» **Task requirements**
Every record below needs to be printed again exactly.

» **Dataset extract**
╔══
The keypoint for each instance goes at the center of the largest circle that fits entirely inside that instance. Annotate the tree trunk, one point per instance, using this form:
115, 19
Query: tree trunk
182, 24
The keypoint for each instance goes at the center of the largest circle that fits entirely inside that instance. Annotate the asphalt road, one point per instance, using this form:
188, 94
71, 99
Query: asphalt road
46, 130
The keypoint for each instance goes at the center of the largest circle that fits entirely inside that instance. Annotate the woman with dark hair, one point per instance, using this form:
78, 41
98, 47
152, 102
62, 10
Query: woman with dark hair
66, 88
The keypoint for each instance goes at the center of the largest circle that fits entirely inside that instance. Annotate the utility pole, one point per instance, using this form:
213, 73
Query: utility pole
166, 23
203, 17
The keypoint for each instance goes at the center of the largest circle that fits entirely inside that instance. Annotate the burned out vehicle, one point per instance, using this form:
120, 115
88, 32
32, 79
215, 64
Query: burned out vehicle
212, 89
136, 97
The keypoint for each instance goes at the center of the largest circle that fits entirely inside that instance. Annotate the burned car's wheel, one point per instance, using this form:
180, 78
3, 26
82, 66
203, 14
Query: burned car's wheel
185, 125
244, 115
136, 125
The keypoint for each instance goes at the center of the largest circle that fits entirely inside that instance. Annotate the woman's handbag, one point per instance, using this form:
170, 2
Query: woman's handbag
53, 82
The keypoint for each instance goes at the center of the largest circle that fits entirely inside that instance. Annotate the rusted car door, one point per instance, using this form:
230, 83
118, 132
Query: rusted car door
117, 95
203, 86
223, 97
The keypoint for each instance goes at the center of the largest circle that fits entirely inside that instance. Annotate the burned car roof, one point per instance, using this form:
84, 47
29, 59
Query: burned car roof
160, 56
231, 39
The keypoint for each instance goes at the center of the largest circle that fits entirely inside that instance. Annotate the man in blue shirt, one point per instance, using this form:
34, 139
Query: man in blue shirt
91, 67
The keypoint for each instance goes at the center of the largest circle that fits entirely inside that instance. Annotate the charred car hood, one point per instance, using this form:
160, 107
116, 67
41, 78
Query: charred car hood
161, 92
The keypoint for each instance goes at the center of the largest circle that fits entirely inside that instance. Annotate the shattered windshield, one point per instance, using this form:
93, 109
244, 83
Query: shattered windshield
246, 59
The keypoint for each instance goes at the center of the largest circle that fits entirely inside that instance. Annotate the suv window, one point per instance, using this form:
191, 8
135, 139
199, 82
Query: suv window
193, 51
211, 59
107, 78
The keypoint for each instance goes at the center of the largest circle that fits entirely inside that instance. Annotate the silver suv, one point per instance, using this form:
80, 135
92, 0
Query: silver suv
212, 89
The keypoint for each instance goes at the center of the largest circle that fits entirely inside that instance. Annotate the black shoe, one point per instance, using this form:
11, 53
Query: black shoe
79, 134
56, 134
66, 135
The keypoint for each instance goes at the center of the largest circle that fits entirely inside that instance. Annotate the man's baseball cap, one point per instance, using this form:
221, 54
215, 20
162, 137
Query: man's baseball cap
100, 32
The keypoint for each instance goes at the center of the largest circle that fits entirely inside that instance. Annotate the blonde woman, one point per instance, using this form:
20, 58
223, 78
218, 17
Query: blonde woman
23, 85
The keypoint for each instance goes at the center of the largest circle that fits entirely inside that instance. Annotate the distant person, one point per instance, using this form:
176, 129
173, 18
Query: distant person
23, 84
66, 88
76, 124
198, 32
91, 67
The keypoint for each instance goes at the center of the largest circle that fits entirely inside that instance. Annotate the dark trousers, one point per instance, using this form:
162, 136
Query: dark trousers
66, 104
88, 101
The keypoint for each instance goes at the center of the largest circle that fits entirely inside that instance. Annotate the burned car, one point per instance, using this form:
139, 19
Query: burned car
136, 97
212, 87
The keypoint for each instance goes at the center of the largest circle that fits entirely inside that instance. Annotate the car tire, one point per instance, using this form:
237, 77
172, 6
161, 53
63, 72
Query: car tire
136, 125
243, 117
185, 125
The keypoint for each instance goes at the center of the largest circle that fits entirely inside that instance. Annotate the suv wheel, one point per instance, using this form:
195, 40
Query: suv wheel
╚══
» **Solution**
The keypoint for each instance goes at the center of the largest circle that fits entirely inside that instance. Annotate the tree trunk, one point per instance, using this form:
115, 19
Query: tree trunk
182, 24
The keypoint for each instance goes at the center of the largest circle that fits entirely inside that instance. Annotate the asphalt road, one point per instance, using this form:
188, 94
71, 99
Query: asphalt road
46, 130
The keypoint for each instance goes at the center of the largest circle that fits entirely inside that instance. Annotate the woman with dark hair, one point per instance, using this form:
78, 41
98, 47
152, 102
62, 10
Query: woman with dark hair
66, 88
The keypoint for each instance goes at the center of the largest circle that fits entirely inside that instance. Annotate the utility pole, one point per instance, using this form:
213, 73
Query: utility pole
166, 23
203, 17
The keypoint for each instance goes at the center of the largest circle that fits entirely inside that instance. Annotate the burned out vehicle, one point per instance, using this form:
120, 115
88, 32
32, 79
215, 64
Query: burned out vehicle
212, 89
136, 97
The keypoint for each instance goes at the center of the largest circle that fits entirely inside that instance. Annotate the burned car's wheel, one point per instance, using this form:
180, 78
3, 26
82, 66
203, 14
Query: burned car's wheel
185, 125
244, 115
136, 125
The keypoint for each instance goes at the center of the largest circle that fits entirely inside that instance. Annotate the woman's handbag, one point per instance, using this form:
170, 2
Query: woman's handbag
53, 82
The keypoint for each instance goes at the center of the largest circle that fits entirely inside that instance. Annotate the rusted car door, one point per instance, using this form:
230, 83
118, 132
Query: rusted car door
117, 95
203, 86
223, 97
The keypoint for each instance goes at the center of the largest circle that fits entirely inside that instance. Annotate the burned car roof, one point per instance, using this form:
84, 47
29, 59
Query: burned car roof
160, 56
231, 39
The keypoint for each instance goes at the center of the largest circle that fits entirely inside that instance. Annotate the man in blue shirt, one point per instance, using this form:
34, 139
Query: man in blue shirt
91, 67
The keypoint for each instance goes at the center of the largest circle that fits entirely inside that instance. Annotate the charred car hood, one point per instance, using this form:
160, 107
116, 67
41, 78
Query: charred car hood
161, 92
The keypoint for each instance goes at the center of the largest circle that fits entirely inside that instance. Annotate the shattered windshield, one point per instance, using this form:
93, 109
244, 83
Query: shattered windshield
246, 59
The keypoint for each instance goes at the center of the largest circle that fits entirely inside that instance. Annotate the suv window, one point per instance, using this form:
191, 8
135, 139
199, 82
Query: suv window
193, 51
211, 59
107, 78
The keypoint for each instance goes at the center of the largest circle that fits entirely inside that instance. Annotate the silver suv, one point per instance, using this form:
80, 135
92, 0
Query: silver suv
212, 89
The keypoint for each instance goes at the center of the largest circle that fits entirely inside that instance. Annotate the black shoe, one point per instance, using this form:
11, 53
Query: black shoe
79, 134
56, 134
66, 135
The keypoint for each instance goes at the center of the largest circle that fits entirely inside that instance. Annotate the man's baseball cap, one point per instance, using this form:
221, 54
215, 20
162, 137
Query: man's baseball cap
100, 32
The keypoint for each instance goes at the center of the largest circle that fits entirely inside that instance. Annotate the blonde woman, one point per instance, using this form:
20, 58
223, 78
218, 17
Query: blonde woman
23, 85
The keypoint for each instance goes at the center of the largest circle that fits entirely inside that instance. Annotate the distant person, one point per instance, using this form:
176, 129
173, 18
Query: distant person
23, 84
66, 88
76, 124
198, 32
91, 67
The keypoint for each instance goes at the center of the largest circle that fits entirely inside that instance. Annotate the dark trousers, one point per instance, using this form:
162, 136
Query: dark trousers
66, 104
88, 101
The keypoint for each instance goes at the center of the largest circle that fits entirely inside that instance. Annotate the burned car, one point per instance, using this form:
139, 19
Query: burned car
136, 97
212, 87
The keypoint for each instance goes at the center of the largest circle that fits entirely inside that instance. Annotate the car tire, one point per instance, using this form:
237, 77
172, 6
161, 53
63, 72
Query: car tire
136, 125
243, 117
185, 125
The keypoint for each instance goes at the center of the largest circle that fits entirely inside that instance. Annotate the suv wheel, one point per instance, using this form:
195, 40
Query: suv wheel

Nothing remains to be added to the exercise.